─── Data to process
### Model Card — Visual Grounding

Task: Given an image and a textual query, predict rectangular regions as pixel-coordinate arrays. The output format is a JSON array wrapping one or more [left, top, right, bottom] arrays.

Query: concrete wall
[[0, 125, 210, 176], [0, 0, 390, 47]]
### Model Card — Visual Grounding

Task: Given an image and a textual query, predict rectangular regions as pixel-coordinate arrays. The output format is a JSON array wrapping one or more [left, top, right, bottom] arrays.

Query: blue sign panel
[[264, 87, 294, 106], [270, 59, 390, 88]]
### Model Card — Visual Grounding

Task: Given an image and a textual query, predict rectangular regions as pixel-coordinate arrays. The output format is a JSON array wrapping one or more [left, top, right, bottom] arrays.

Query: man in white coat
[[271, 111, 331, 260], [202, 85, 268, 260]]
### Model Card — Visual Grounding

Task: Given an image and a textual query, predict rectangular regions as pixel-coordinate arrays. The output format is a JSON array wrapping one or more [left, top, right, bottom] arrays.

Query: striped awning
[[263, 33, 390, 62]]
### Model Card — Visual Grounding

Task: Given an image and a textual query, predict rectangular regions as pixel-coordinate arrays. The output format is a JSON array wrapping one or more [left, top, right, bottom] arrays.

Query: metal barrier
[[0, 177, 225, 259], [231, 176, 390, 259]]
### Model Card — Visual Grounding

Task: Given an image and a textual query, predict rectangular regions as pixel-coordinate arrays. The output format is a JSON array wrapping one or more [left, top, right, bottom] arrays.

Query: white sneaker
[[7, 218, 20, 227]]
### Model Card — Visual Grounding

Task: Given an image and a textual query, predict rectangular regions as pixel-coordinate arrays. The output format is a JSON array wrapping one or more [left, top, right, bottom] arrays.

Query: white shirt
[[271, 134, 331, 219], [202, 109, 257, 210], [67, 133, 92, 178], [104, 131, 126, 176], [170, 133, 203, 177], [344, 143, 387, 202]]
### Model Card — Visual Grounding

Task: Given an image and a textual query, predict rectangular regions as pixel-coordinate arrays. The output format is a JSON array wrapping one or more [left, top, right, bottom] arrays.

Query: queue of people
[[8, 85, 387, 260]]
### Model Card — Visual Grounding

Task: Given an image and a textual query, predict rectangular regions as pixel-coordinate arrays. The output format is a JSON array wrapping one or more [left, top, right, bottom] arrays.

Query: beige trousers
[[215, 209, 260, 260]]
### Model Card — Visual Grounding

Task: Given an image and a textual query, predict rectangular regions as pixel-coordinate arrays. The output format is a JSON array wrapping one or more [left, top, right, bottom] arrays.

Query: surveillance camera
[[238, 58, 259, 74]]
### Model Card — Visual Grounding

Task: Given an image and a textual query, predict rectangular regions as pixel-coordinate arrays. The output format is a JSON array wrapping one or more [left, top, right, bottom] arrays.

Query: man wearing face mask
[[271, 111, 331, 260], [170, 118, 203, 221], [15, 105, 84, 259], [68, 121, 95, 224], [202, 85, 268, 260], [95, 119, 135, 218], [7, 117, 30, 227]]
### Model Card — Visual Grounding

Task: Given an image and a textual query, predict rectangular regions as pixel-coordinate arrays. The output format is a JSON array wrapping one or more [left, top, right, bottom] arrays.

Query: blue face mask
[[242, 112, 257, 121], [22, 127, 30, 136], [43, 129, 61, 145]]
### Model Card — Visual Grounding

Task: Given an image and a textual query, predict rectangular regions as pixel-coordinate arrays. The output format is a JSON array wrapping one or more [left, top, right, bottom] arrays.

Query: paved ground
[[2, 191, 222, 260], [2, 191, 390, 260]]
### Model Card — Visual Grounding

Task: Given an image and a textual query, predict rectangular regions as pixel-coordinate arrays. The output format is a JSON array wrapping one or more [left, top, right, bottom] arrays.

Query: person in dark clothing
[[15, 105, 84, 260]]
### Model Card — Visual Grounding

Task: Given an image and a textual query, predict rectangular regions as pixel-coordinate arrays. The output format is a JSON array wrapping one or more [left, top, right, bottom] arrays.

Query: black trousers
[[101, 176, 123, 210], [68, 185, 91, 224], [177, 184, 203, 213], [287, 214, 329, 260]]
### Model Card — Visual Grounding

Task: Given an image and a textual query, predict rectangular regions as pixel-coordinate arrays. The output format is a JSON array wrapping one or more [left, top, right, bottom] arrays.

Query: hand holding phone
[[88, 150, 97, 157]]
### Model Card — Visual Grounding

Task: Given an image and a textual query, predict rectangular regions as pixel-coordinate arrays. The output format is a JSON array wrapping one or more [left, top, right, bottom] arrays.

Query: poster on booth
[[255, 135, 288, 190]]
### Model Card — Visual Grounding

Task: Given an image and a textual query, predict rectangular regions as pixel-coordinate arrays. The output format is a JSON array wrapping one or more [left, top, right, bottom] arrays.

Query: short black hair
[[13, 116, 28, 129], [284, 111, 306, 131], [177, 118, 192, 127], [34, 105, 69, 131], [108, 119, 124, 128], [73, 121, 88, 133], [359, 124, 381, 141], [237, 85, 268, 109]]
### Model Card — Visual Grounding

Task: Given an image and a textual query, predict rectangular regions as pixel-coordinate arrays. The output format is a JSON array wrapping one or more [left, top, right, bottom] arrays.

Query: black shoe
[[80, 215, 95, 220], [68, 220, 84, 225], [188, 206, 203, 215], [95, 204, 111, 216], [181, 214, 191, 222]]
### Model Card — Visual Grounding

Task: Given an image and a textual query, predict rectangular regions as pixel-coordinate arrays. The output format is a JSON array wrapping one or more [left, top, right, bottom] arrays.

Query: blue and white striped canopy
──────
-- Set exercise --
Recast every line of the records above as a numbered list, dropping the blank lines.

-- Result for this exercise --
1. ### Model Card — Visual Grounding
2. Task: Given an image and a textual query, predict rectangular regions as pixel-coordinate arrays. The output format is a JSON array wrapping one or more [left, top, right, bottom] arrays.
3. Query: concrete wall
4. [[0, 125, 210, 176], [0, 0, 390, 47]]
5. ### Model Card — Visual Grounding
6. Task: Given an image and a textual query, predict rectangular regions as pixel-coordinate arrays. The output format is a JSON array wrapping one or more [left, top, right, bottom] arrays.
7. Query: blue sign panel
8. [[264, 87, 294, 106], [270, 59, 390, 88]]
9. ### Model Card — Visual Grounding
10. Task: Given an image and a textual query, predict rectangular regions as pixel-coordinate arrays. The output format is a JSON array wrapping one or more [left, top, right, bottom] arrays.
11. Query: man in white coat
12. [[271, 111, 331, 260], [202, 85, 268, 260]]
13. ### Model Card — Visual Grounding
14. Task: Given an image and a textual query, predict rectangular regions as pixel-coordinate arrays. The output format is a JSON array wrapping one or more [left, top, right, bottom] arrays.
15. Query: striped awning
16. [[263, 33, 390, 62]]
17. ### Model Card — Visual Grounding
18. Task: Given an image and a textual query, predict rectangular regions as pixel-coordinate arrays. The output format is a JSON array wrapping one or more [left, top, right, bottom] arrays.
19. Query: metal barrier
20. [[0, 177, 225, 259], [231, 176, 390, 259]]
21. ### Model Card — Visual Grounding
22. Task: Given an image and a textual query, predict rectangular regions as pixel-coordinate arrays. The output format is a JSON array wrapping one or more [left, top, right, bottom] arrays.
23. Query: white sneaker
24. [[7, 218, 20, 227]]
25. ### Model Card — Visual Grounding
26. Task: Given an image and a textual query, predict rectangular regions as pixel-coordinate arrays. The output format is a JSON array wrapping one or more [left, top, right, bottom] arrays.
27. Query: white shirt
28. [[271, 134, 331, 219], [202, 109, 257, 210], [67, 133, 92, 178], [104, 131, 126, 176], [170, 133, 203, 177], [344, 143, 387, 202]]
29. ### Model Card — Visual Grounding
30. Task: Given an image and a textual query, predict rectangular regions as pixel-coordinate arrays. The output format is a JSON array wrapping one or more [left, top, right, bottom] arrays.
31. Query: queue of people
32. [[8, 85, 387, 260]]
33. ### Model Card — Visual Grounding
34. Task: Given an image and a textual query, predict rectangular regions as pixel-coordinate arrays. The output format is a JSON array wrapping one or more [left, top, right, bottom] arrays.
35. Query: beige trousers
36. [[215, 209, 260, 260]]
37. ### Model Card — Visual Grounding
38. Task: Given an image and a textual query, predict rectangular regions as pixel-coordinate arrays. The output format is a JSON array wrapping one or more [left, top, right, bottom] arrays.
39. Query: surveillance camera
40. [[238, 58, 259, 74]]
41. ### Model Card — Visual Grounding
42. Task: Given an image and a textual query, predict rectangular regions as pixel-coordinate arrays. The output format is a JSON array wrapping one or more [left, top, right, bottom] arrays.
43. Query: man wearing face mask
44. [[271, 111, 331, 260], [170, 118, 203, 221], [15, 105, 84, 259], [68, 121, 95, 224], [202, 85, 268, 260], [95, 119, 135, 218], [7, 117, 30, 227]]
45. ### Model Card — Visual Grounding
46. Task: Given an image and a textual query, predict rectangular regions as pixel-coordinate arrays. The output format is a JSON array wrapping one or more [left, top, right, bottom] arrays.
47. Query: blue face mask
48. [[242, 112, 257, 121], [22, 127, 30, 136], [43, 129, 61, 145]]
49. ### Model Card — Visual Grounding
50. Task: Given an image and a textual query, predict rectangular regions as pixel-coordinate arrays. The output format is a JSON array wrapping one or more [left, top, right, bottom] arrays.
51. Query: paved ground
52. [[2, 191, 222, 260], [2, 191, 390, 260]]
53. ### Model Card — Visual Grounding
54. Task: Given an image and a textual query, predict rectangular regions as pixel-coordinate arrays. The output format is a JSON array wrapping one or more [left, top, right, bottom] arrays.
55. Query: person in dark clothing
56. [[15, 105, 84, 260]]
57. ### Model Card — Visual Grounding
58. Task: Given an image and a textual query, predict rectangular regions as pixel-coordinate arrays. The output format is a JSON array wrapping one or more [left, top, right, bottom] arrays.
59. Query: black trousers
60. [[101, 176, 123, 210], [68, 185, 91, 224], [177, 184, 203, 213], [287, 214, 329, 260]]
61. ### Model Card — Visual Grounding
62. Task: Given an image and a textual query, predict rectangular regions as pixel-coordinate arrays. The output format is a JSON array wrapping one or more [left, top, right, bottom] arrays.
63. Query: hand holding phone
64. [[88, 150, 97, 157]]
65. ### Model Card — Visual Grounding
66. Task: Given an image and a textual query, predict rectangular regions as pixel-coordinate arrays. The output format is a JSON array wrapping one or more [left, top, right, bottom] arrays.
67. Query: poster on booth
68. [[255, 135, 288, 190]]
69. ### Model Card — Visual Grounding
70. Task: Given an image and a textual query, predict rectangular regions as pixel-coordinate arrays. The output format is a JSON array wrapping one or more [left, top, right, bottom] arrays.
71. Query: short black hair
72. [[13, 116, 28, 129], [284, 111, 306, 131], [177, 118, 192, 127], [34, 105, 69, 131], [108, 119, 124, 128], [73, 121, 88, 133], [359, 124, 381, 141], [237, 85, 268, 109]]
73. ### Model Card — Visual Grounding
74. Task: Given an image and a textual query, predict rectangular regions as pixel-coordinate arrays. The output format is a JSON array wrapping one or more [left, top, right, bottom] arrays.
75. Query: black shoe
76. [[80, 215, 95, 220], [68, 220, 84, 225], [188, 206, 203, 215], [95, 204, 111, 216], [181, 214, 191, 222]]
77. ### Model Card — Visual Grounding
78. Task: Given an image and a textual query, predict rectangular regions as pixel-coordinate arrays. The output format is a JSON array wrapping one or more [left, top, right, bottom] arrays.
79. Query: blue and white striped canopy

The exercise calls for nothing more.